What is being asked:
Count the lines in the material below that contain the string "target", treating uppercase and lowercase letters as different. Give only the number.

Stored records:
★ ★ ★ ★

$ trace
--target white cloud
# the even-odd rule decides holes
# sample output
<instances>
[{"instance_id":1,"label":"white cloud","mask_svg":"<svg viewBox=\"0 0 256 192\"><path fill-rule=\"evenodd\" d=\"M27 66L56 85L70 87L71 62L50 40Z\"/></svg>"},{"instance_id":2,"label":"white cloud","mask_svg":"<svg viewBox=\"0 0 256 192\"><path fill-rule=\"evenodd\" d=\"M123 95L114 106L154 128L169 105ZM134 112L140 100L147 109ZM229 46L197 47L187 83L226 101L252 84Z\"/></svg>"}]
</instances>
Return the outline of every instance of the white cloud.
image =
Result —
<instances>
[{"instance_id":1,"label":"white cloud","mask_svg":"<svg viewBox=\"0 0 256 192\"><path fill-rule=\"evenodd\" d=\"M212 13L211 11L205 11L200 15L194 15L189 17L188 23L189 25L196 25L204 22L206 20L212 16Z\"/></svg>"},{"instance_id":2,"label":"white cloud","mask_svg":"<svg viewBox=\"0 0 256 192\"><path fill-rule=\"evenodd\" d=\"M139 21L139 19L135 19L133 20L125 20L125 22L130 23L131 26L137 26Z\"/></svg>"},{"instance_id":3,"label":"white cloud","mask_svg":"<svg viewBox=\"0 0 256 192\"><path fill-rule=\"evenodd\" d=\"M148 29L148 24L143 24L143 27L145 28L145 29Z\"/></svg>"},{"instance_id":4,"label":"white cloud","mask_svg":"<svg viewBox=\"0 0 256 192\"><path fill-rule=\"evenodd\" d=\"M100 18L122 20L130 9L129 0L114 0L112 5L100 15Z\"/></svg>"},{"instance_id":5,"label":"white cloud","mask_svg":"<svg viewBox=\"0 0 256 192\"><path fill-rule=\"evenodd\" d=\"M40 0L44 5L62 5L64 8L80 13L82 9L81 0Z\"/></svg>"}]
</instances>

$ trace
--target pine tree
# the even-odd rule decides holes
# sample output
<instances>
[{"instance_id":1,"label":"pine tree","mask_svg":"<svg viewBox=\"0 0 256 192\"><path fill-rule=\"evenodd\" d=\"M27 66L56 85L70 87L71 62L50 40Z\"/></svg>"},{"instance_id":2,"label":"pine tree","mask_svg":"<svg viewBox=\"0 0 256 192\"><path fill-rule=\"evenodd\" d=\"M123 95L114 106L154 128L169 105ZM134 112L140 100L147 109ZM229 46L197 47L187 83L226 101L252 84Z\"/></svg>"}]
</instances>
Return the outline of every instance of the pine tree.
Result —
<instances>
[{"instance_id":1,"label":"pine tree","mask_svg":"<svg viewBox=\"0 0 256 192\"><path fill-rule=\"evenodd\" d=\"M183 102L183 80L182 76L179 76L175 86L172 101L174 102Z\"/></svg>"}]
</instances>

★ ★ ★ ★

Reply:
2